Work to do:
Each line from the one containing "point: wispy cloud" through the end of the listing below must be copied exactly; pictures are excluded.

Object position labeling entries
+++

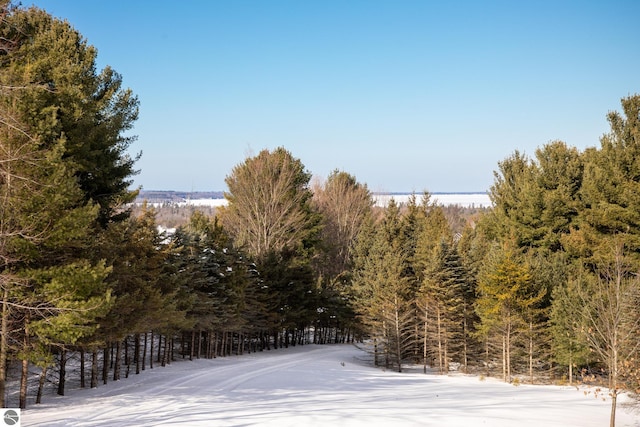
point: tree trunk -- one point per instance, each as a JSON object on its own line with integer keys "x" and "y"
{"x": 531, "y": 352}
{"x": 127, "y": 357}
{"x": 4, "y": 342}
{"x": 439, "y": 336}
{"x": 105, "y": 363}
{"x": 82, "y": 368}
{"x": 24, "y": 377}
{"x": 63, "y": 372}
{"x": 94, "y": 369}
{"x": 144, "y": 352}
{"x": 23, "y": 381}
{"x": 614, "y": 400}
{"x": 116, "y": 366}
{"x": 136, "y": 351}
{"x": 192, "y": 345}
{"x": 41, "y": 380}
{"x": 398, "y": 339}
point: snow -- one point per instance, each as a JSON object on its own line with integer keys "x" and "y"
{"x": 465, "y": 200}
{"x": 316, "y": 385}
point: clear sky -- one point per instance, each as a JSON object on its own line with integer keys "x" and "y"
{"x": 404, "y": 95}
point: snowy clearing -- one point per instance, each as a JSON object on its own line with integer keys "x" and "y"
{"x": 317, "y": 385}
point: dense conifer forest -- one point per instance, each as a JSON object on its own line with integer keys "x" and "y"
{"x": 543, "y": 287}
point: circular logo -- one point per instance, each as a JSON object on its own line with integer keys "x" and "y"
{"x": 11, "y": 417}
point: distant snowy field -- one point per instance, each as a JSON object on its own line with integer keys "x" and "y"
{"x": 330, "y": 385}
{"x": 478, "y": 200}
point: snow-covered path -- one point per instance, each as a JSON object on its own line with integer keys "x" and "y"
{"x": 316, "y": 385}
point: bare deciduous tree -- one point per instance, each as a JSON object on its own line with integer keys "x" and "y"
{"x": 269, "y": 202}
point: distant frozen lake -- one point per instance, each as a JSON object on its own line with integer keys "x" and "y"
{"x": 466, "y": 200}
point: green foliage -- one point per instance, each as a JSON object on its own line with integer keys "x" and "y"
{"x": 73, "y": 297}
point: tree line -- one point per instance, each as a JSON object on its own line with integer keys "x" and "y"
{"x": 543, "y": 284}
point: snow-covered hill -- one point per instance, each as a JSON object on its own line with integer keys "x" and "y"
{"x": 317, "y": 386}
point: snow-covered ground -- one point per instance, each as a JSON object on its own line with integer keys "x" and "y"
{"x": 465, "y": 200}
{"x": 330, "y": 385}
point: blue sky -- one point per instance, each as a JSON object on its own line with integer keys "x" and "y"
{"x": 404, "y": 95}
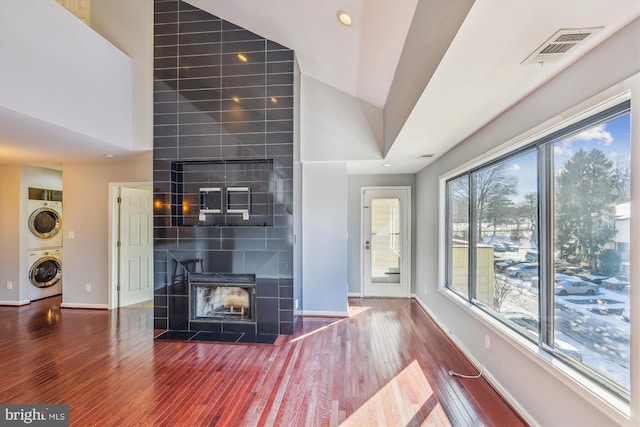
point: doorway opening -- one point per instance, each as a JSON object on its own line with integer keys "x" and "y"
{"x": 386, "y": 242}
{"x": 131, "y": 240}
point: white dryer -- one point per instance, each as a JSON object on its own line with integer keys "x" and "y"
{"x": 45, "y": 224}
{"x": 45, "y": 273}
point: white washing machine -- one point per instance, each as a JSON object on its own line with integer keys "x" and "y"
{"x": 45, "y": 273}
{"x": 45, "y": 224}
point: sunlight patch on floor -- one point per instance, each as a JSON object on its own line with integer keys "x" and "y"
{"x": 405, "y": 400}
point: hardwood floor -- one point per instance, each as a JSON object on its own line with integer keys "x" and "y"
{"x": 386, "y": 365}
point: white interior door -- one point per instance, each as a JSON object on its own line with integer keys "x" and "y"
{"x": 386, "y": 243}
{"x": 135, "y": 255}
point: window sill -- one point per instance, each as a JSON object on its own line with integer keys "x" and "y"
{"x": 597, "y": 395}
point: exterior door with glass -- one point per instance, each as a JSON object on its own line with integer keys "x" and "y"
{"x": 386, "y": 243}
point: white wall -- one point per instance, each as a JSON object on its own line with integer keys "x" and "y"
{"x": 356, "y": 182}
{"x": 324, "y": 226}
{"x": 86, "y": 258}
{"x": 10, "y": 209}
{"x": 334, "y": 126}
{"x": 129, "y": 26}
{"x": 538, "y": 389}
{"x": 54, "y": 68}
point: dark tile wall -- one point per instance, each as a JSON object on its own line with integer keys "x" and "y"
{"x": 222, "y": 93}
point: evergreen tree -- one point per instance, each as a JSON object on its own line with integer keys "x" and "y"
{"x": 585, "y": 199}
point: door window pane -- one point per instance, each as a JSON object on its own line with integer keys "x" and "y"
{"x": 386, "y": 240}
{"x": 591, "y": 224}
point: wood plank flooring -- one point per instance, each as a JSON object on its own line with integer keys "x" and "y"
{"x": 385, "y": 365}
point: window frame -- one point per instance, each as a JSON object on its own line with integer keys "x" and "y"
{"x": 615, "y": 108}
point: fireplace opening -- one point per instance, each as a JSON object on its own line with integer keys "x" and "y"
{"x": 222, "y": 301}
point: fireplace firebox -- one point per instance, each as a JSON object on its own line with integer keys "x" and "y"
{"x": 222, "y": 301}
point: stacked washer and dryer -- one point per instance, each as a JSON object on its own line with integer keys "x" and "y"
{"x": 45, "y": 243}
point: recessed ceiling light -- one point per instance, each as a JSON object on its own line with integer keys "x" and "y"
{"x": 344, "y": 17}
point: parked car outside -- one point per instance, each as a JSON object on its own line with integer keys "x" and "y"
{"x": 503, "y": 264}
{"x": 530, "y": 326}
{"x": 498, "y": 247}
{"x": 511, "y": 247}
{"x": 566, "y": 287}
{"x": 525, "y": 270}
{"x": 531, "y": 256}
{"x": 626, "y": 312}
{"x": 558, "y": 278}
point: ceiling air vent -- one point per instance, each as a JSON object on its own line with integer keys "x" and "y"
{"x": 558, "y": 44}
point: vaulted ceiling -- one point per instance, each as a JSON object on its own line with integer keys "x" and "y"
{"x": 465, "y": 58}
{"x": 442, "y": 69}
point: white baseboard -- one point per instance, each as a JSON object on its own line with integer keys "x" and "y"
{"x": 81, "y": 305}
{"x": 310, "y": 313}
{"x": 475, "y": 362}
{"x": 15, "y": 303}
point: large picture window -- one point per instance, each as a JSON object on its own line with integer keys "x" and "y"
{"x": 539, "y": 238}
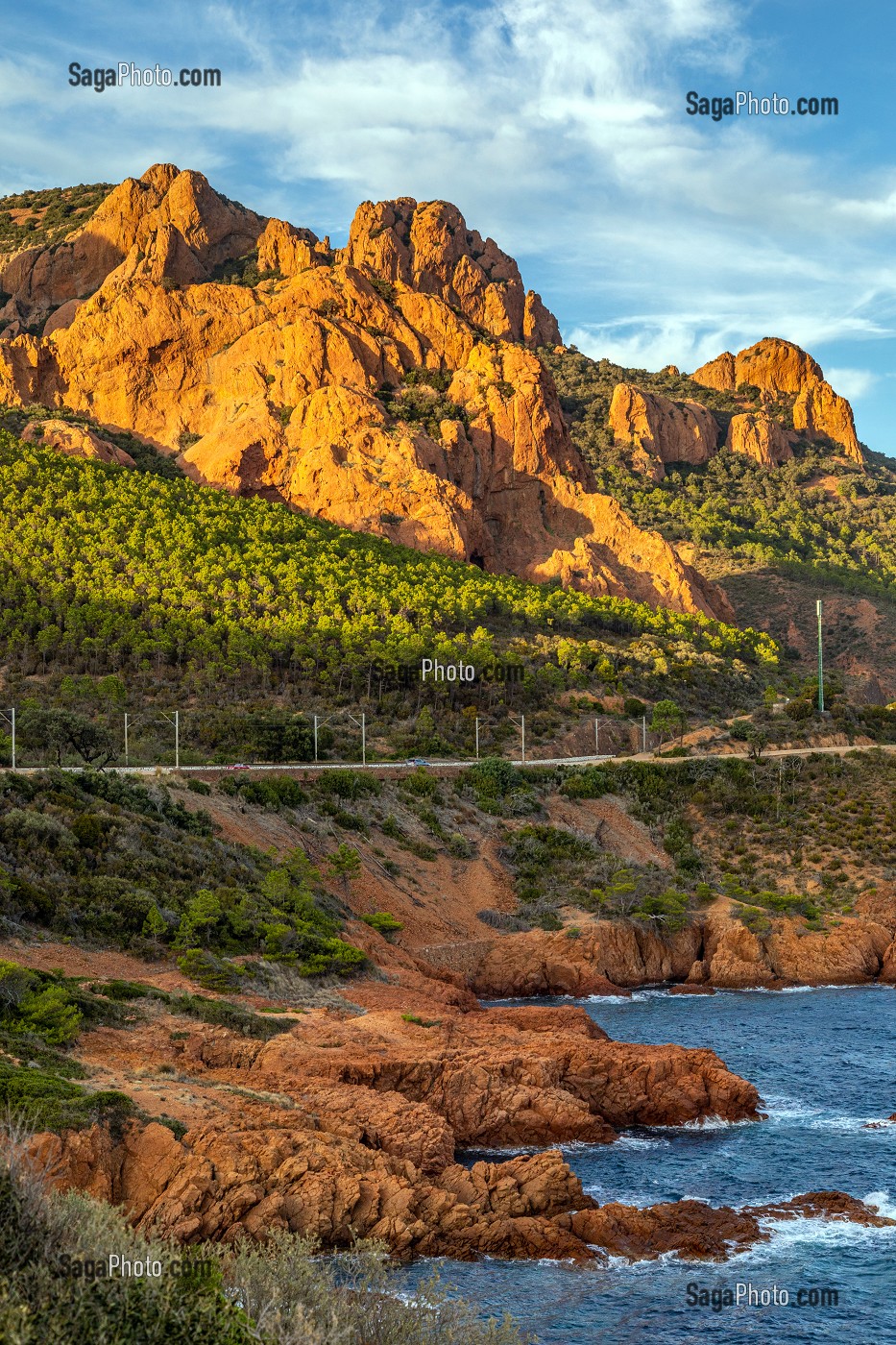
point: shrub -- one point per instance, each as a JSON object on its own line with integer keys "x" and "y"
{"x": 493, "y": 779}
{"x": 422, "y": 783}
{"x": 383, "y": 923}
{"x": 666, "y": 910}
{"x": 208, "y": 971}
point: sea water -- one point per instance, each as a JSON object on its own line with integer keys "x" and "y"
{"x": 825, "y": 1065}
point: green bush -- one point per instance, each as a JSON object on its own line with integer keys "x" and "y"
{"x": 46, "y": 1102}
{"x": 383, "y": 923}
{"x": 208, "y": 971}
{"x": 493, "y": 779}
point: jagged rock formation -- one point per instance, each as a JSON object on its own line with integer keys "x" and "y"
{"x": 661, "y": 430}
{"x": 287, "y": 386}
{"x": 77, "y": 441}
{"x": 359, "y": 1130}
{"x": 759, "y": 437}
{"x": 429, "y": 249}
{"x": 718, "y": 951}
{"x": 606, "y": 955}
{"x": 167, "y": 224}
{"x": 853, "y": 954}
{"x": 778, "y": 367}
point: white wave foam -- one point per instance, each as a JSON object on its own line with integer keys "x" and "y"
{"x": 641, "y": 1142}
{"x": 883, "y": 1201}
{"x": 790, "y": 1112}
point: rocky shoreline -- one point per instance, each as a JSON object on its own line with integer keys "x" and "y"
{"x": 603, "y": 957}
{"x": 350, "y": 1127}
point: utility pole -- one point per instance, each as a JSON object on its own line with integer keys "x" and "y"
{"x": 174, "y": 717}
{"x": 10, "y": 716}
{"x": 522, "y": 730}
{"x": 821, "y": 662}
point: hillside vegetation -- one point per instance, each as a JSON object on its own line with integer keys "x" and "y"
{"x": 161, "y": 582}
{"x": 36, "y": 218}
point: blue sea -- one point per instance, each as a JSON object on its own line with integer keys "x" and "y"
{"x": 825, "y": 1064}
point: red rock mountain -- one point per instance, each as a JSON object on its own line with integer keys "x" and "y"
{"x": 390, "y": 386}
{"x": 282, "y": 386}
{"x": 779, "y": 367}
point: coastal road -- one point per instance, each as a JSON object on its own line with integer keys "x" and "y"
{"x": 459, "y": 766}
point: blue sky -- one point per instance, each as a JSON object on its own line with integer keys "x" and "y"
{"x": 559, "y": 127}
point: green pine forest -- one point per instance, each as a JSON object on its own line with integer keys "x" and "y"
{"x": 174, "y": 591}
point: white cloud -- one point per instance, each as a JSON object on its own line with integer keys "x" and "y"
{"x": 556, "y": 125}
{"x": 852, "y": 383}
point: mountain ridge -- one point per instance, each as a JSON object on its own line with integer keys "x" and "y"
{"x": 396, "y": 386}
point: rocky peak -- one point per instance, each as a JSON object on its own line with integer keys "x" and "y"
{"x": 661, "y": 430}
{"x": 428, "y": 246}
{"x": 779, "y": 367}
{"x": 164, "y": 224}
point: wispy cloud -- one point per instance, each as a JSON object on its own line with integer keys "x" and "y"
{"x": 557, "y": 125}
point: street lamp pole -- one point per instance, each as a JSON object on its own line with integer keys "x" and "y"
{"x": 10, "y": 716}
{"x": 821, "y": 662}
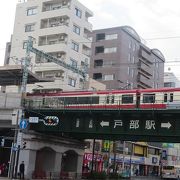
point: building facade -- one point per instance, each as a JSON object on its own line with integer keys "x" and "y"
{"x": 170, "y": 80}
{"x": 121, "y": 60}
{"x": 59, "y": 28}
{"x": 140, "y": 157}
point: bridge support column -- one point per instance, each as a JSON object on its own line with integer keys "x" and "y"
{"x": 29, "y": 158}
{"x": 79, "y": 164}
{"x": 57, "y": 164}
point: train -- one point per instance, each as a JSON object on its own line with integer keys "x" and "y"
{"x": 163, "y": 98}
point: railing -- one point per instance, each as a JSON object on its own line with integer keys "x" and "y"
{"x": 53, "y": 103}
{"x": 56, "y": 175}
{"x": 50, "y": 8}
{"x": 9, "y": 100}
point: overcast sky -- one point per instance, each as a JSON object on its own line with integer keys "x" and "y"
{"x": 156, "y": 21}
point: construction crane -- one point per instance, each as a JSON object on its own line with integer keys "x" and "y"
{"x": 30, "y": 48}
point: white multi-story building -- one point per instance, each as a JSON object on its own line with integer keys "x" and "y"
{"x": 170, "y": 80}
{"x": 60, "y": 28}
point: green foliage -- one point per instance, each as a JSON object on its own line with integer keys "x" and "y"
{"x": 97, "y": 175}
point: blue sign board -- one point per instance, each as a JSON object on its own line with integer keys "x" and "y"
{"x": 23, "y": 124}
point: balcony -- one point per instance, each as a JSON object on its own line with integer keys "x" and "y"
{"x": 86, "y": 51}
{"x": 60, "y": 55}
{"x": 55, "y": 5}
{"x": 143, "y": 81}
{"x": 52, "y": 39}
{"x": 145, "y": 56}
{"x": 54, "y": 22}
{"x": 144, "y": 68}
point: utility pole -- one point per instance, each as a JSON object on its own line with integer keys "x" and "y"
{"x": 15, "y": 155}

+++

Task answer:
point: wispy cloud -- one point per instance, each as a JSON object on its own line with integer keys "x" and "y"
{"x": 557, "y": 125}
point: street lamp pole -- one point per instance, each as a JSON object on its own line with integer keys "x" and "y"
{"x": 10, "y": 716}
{"x": 821, "y": 662}
point: building facade -- one point per instance, each as a JSON object on its own line with integer keys "x" and "y"
{"x": 170, "y": 80}
{"x": 121, "y": 60}
{"x": 59, "y": 28}
{"x": 140, "y": 157}
point: bridge support column -- one point per instance, each as a JSON object on its own line with integer keys "x" and "y"
{"x": 29, "y": 158}
{"x": 79, "y": 164}
{"x": 57, "y": 164}
point: train -- one point per instance, each as a JSON object on its own line with integer keys "x" and "y"
{"x": 163, "y": 98}
point: railing -- one point per instance, each as a JSON object on its own line with integer keys "x" and "y"
{"x": 53, "y": 103}
{"x": 56, "y": 175}
{"x": 50, "y": 8}
{"x": 9, "y": 100}
point: overcast sky -- one point per instance, each as a JSON object on its own line with integer keys "x" and "y"
{"x": 156, "y": 21}
point: construction crane -- one point per instance, each as a JSON object on its own line with integer keys "x" and "y"
{"x": 30, "y": 48}
point: white multi-story building -- one point per instance, each as a JSON object on its own line with integer keys "x" and "y"
{"x": 170, "y": 80}
{"x": 60, "y": 28}
point: green foliage -- one point per instance, each as a JSON object on its own line with integer keys "x" and "y"
{"x": 97, "y": 175}
point: blue sign board -- one point per instance, each as a JSON object on its own line with integer keys "x" and "y"
{"x": 23, "y": 124}
point: balcony -- one point per instance, each as a JSON object on its own line with integer keys "x" and "y"
{"x": 86, "y": 51}
{"x": 60, "y": 55}
{"x": 55, "y": 5}
{"x": 143, "y": 81}
{"x": 52, "y": 39}
{"x": 145, "y": 56}
{"x": 54, "y": 22}
{"x": 144, "y": 68}
point: utility pole -- one point per instance, each as a JSON object on its own line with integer keys "x" and "y"
{"x": 15, "y": 155}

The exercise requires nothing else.